Source passage:
Critics of Dechert’s lovey-dovey e-mails are concerned Shi Rong is or might be a spy, and was using her ‘friendship’ with him to manipulate him into sharing Canadian government secrets with her. But the Chinese government claims the Dechert “affair” is a private matter and it’s “irresponsible” for the press to imply Beijing had any hand in it (Globe and Mail, Sept. 14, 2011). This 'private matter' was made public after Shi Rong's husband apparently hacked her e-mail and found Dechert's letters to his wife. 
Dechert's actions allow him to join the pantheon of middle-aged male politicians who’ve demonstrated suspect personal behavior--through electronic communication or otherwise--on the job. Almost all of the male politicians who're known to have carried on these kinds of indiscretions, in recent memory, have been in the United States; the list is too long to include here. Dechert now has the dubious distinction of putting Canada on the map in this regard--but there also could be more politicians in Canada whose indiscretions haven't yet been made public. At least Dechert admitted sending the e-mails to Shi Rong, unlike most of these politicians who typically deny and try to lie their way out of the mess they helped create.
In fairness to Dechert, at first glance the published transcripts of his e-mails to Shi Rong seem more embarrassing to him and potentially hurtful to his family, than harmful to Canada’s federal government and national security. He’s suggested the e-mails are harmless notes to a “friend” he met “while doing Chinese-language media communications. These e-mails are flirtatious, but the friendship remained innocent and simply that – a friendship. I apologize for any harm caused to anyone by this situation.” (Globe and Mail, Sept. 9, 2011).
Yet, Dechert’s e-mails to Shi Rong suggest a closer relationship than just a harmless flirtation. Or, perhaps his cooing was one-sided and the result of his overactive imagination; wishful thinking, more than anything else. Regardless, published reports say an e-mail sent to her from Dechert’s parliamentary office account on April 17, 2010 states: “You are so beautiful. I really like the picture of you by the water with your cheeks puffed. That look is so cute, I love it when you do that. Now, I miss you even more.” The e-mail was signed, Bob Dechert, MP. The sender account named was decheB9@parl.gc.ca and the recipient was shirong2011@gmail.com, which Ms. Shi has used as an e-mail account (Globe and Mail, Sept. 9, 2011).

Listed entries:
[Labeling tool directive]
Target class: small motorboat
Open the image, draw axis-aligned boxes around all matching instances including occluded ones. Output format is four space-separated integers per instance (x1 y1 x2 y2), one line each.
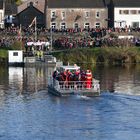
48 65 100 97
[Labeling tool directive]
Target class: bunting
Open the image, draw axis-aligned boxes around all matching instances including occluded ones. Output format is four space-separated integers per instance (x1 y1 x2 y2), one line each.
29 17 36 28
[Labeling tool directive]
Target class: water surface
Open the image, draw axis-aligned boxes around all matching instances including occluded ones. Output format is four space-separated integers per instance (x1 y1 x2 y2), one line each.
0 66 140 140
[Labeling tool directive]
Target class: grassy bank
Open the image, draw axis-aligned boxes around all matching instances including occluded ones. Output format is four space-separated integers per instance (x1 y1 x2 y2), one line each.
53 47 140 64
0 42 140 65
0 41 21 64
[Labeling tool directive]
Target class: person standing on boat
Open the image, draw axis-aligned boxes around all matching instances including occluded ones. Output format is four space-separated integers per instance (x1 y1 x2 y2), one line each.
85 70 92 89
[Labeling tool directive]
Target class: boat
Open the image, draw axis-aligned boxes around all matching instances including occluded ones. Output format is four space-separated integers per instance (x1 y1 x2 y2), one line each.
48 65 100 97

Using the information:
1. In the Dechert passage, what sender account is named on the April 17, 2010 e-mail?
2. Return a stretch of the Dechert passage word for word, starting at the words "Critics of Dechert’s" and ending after "to his wife.".
These lines have no connection to the Dechert passage.

Response list:
1. decheB9@parl.gc.ca

2.
Critics of Dechert’s lovey-dovey e-mails are concerned Shi Rong is or might be a spy, and was using her ‘friendship’ with him to manipulate him into sharing Canadian government secrets with her. But the Chinese government claims the Dechert “affair” is a private matter and it’s “irresponsible” for the press to imply Beijing had any hand in it (Globe and Mail, Sept. 14, 2011). This 'private matter' was made public after Shi Rong's husband apparently hacked her e-mail and found Dechert's letters to his wife.